INSTRUCTION:
Gather every line in the rows below that contains the word "hand", and list those lines.
━━━━━ THE INPUT ━━━━━
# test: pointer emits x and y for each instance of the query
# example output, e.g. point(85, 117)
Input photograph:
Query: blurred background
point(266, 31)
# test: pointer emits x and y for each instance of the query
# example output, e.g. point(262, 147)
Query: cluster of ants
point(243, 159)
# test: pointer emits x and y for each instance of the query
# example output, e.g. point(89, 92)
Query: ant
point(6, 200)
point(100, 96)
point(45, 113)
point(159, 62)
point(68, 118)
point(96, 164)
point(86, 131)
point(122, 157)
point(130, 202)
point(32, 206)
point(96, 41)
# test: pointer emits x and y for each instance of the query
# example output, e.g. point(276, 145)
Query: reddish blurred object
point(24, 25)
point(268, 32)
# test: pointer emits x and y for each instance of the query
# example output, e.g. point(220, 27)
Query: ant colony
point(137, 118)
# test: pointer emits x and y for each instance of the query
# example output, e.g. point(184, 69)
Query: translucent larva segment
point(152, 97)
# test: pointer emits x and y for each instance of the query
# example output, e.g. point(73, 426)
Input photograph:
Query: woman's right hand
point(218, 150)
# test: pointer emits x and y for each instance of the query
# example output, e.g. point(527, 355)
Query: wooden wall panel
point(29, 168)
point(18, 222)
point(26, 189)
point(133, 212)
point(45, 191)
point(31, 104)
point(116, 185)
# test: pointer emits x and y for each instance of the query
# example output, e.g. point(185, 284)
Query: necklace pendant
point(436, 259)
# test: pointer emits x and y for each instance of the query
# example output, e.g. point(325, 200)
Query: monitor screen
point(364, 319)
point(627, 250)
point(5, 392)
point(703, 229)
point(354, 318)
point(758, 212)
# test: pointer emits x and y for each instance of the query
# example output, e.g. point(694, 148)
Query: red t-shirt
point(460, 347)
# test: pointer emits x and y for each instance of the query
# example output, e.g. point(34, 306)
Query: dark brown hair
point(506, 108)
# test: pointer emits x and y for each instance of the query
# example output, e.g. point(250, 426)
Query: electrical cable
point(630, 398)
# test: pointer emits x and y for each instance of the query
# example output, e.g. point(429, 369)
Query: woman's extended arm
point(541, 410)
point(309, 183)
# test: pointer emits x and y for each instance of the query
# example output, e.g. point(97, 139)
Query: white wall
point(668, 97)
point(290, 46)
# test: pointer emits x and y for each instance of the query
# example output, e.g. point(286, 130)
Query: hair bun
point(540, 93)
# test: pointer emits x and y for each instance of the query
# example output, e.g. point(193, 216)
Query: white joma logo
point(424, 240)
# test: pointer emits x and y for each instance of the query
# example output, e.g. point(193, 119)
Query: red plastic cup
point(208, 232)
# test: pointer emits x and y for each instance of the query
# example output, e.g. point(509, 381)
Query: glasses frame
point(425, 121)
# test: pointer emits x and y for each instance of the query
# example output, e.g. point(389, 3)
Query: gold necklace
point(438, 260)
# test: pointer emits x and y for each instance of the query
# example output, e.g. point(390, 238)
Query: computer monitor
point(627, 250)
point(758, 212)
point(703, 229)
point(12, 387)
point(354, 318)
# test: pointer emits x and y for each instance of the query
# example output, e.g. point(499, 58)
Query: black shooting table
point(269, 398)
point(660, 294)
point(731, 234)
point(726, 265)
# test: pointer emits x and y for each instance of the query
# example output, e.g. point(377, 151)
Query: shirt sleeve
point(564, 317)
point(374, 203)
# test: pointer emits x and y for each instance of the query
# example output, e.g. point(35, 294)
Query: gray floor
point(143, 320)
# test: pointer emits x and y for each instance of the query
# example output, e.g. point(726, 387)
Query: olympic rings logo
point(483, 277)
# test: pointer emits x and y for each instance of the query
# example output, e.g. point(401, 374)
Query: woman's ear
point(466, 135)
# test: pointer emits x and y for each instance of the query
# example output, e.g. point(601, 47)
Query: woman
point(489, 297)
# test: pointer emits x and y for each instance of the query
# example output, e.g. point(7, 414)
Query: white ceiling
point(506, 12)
━━━━━
━━━━━ THE INPUT ━━━━━
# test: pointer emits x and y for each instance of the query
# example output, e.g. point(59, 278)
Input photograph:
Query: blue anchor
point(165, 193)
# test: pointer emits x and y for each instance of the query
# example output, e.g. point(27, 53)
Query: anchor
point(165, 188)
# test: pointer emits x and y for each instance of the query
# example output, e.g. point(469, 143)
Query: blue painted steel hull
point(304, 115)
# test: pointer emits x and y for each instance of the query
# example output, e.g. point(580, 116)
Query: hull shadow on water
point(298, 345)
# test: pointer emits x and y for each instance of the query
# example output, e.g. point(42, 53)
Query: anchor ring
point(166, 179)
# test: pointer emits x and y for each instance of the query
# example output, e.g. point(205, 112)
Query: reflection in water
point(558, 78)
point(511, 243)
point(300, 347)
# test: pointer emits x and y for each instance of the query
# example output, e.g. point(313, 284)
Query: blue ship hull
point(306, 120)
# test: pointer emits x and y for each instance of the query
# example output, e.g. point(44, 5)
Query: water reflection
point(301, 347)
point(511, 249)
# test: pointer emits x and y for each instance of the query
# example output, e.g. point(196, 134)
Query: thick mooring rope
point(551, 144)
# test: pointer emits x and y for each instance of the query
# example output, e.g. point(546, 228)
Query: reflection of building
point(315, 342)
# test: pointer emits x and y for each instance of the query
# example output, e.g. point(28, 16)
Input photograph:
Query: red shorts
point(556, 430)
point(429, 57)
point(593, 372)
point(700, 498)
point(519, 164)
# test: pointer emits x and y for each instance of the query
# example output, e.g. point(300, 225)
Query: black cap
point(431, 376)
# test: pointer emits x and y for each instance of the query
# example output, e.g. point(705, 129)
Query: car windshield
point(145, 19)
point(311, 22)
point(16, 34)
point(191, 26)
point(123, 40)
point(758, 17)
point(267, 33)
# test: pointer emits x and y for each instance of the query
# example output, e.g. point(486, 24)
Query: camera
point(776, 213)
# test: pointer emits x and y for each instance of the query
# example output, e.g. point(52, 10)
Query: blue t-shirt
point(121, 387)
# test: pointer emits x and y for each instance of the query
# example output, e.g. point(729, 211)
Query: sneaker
━━━━━
━━━━━ THE INPUT ━━━━━
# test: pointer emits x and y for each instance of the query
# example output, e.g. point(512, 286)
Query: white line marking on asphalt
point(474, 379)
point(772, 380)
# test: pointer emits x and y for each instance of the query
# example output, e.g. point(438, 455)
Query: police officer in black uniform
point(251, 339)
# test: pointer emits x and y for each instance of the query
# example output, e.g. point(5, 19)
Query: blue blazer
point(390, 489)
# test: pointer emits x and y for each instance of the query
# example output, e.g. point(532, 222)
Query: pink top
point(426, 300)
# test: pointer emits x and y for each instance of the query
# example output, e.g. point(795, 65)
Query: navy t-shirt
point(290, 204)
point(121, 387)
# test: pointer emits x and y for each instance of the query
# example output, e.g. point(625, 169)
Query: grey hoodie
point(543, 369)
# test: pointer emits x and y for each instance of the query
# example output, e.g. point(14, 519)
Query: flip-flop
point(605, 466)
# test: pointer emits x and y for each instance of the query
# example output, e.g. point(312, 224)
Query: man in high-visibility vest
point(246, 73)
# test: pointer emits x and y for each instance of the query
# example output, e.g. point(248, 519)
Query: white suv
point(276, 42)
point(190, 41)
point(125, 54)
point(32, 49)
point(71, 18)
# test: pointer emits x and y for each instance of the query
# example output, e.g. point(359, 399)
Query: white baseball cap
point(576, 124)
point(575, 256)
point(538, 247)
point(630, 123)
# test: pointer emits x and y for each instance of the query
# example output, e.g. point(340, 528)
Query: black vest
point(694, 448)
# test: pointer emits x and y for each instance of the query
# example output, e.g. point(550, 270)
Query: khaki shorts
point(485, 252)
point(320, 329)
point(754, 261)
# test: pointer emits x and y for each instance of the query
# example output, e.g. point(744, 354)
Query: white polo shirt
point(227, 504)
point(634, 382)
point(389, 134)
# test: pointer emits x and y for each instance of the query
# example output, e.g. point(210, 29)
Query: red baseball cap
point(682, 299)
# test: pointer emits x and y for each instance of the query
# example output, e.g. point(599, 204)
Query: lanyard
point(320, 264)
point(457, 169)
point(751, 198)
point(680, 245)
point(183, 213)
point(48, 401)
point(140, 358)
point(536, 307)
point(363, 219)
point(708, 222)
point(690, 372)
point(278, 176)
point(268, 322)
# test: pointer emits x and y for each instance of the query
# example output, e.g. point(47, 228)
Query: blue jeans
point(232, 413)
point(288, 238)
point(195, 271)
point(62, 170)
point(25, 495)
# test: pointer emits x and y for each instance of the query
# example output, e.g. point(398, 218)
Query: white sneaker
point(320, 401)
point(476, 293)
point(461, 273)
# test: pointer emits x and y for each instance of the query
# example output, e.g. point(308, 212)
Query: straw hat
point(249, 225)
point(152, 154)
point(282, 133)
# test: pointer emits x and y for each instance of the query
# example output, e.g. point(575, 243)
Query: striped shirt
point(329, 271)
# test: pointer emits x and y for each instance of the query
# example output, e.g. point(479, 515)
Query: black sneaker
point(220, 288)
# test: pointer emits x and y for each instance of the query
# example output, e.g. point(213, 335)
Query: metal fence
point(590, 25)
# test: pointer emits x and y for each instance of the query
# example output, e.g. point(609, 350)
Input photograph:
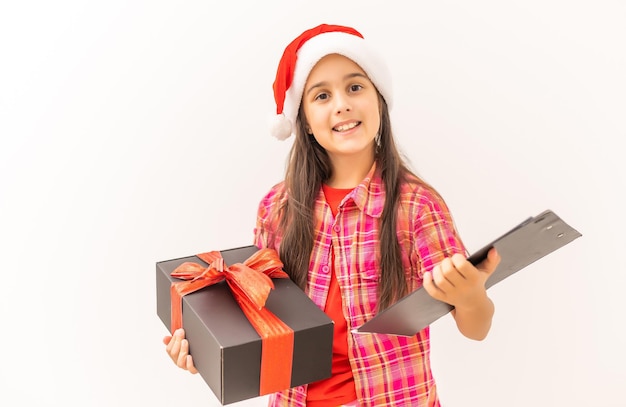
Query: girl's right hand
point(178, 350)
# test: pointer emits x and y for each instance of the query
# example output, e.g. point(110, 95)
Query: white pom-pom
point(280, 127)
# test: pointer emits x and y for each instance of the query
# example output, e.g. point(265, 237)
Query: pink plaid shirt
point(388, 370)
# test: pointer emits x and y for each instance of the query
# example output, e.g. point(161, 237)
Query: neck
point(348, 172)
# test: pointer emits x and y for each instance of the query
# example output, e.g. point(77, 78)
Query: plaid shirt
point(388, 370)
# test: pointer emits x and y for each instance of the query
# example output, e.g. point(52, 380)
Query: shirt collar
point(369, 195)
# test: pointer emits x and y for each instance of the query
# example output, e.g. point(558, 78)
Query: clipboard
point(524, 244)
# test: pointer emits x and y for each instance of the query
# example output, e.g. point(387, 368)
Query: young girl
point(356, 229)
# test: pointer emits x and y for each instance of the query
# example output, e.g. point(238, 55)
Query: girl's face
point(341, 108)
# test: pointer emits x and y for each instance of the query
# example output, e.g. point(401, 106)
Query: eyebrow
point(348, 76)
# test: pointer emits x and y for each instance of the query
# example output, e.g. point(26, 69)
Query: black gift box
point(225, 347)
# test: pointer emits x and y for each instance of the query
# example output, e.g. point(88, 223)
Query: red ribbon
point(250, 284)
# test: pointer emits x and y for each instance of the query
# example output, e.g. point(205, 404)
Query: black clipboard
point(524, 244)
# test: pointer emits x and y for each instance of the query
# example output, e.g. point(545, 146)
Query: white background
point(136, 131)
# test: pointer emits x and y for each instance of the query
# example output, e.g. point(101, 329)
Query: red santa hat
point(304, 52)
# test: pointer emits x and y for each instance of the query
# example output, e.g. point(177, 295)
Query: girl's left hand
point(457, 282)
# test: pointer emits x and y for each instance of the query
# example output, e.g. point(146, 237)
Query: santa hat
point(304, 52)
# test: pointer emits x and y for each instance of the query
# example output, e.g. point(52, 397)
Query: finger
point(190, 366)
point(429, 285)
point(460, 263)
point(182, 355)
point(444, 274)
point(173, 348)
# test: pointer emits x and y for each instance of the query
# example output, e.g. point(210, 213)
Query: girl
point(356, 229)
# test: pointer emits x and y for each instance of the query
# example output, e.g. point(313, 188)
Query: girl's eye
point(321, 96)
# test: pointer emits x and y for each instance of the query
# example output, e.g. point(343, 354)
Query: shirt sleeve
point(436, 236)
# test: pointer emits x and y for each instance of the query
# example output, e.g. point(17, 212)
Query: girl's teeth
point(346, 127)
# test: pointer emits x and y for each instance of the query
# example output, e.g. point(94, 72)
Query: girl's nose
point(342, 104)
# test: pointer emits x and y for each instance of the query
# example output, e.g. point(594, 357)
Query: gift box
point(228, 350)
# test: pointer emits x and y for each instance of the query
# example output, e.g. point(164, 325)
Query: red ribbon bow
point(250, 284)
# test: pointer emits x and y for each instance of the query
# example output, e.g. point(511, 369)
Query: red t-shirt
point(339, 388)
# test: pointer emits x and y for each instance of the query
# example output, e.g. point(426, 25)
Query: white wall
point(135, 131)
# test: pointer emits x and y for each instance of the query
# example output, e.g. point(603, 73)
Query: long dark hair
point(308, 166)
━━━━━
COMPLETE RESPONSE:
Query: woman's right hand
Query: girl's right hand
Query: girl's left hand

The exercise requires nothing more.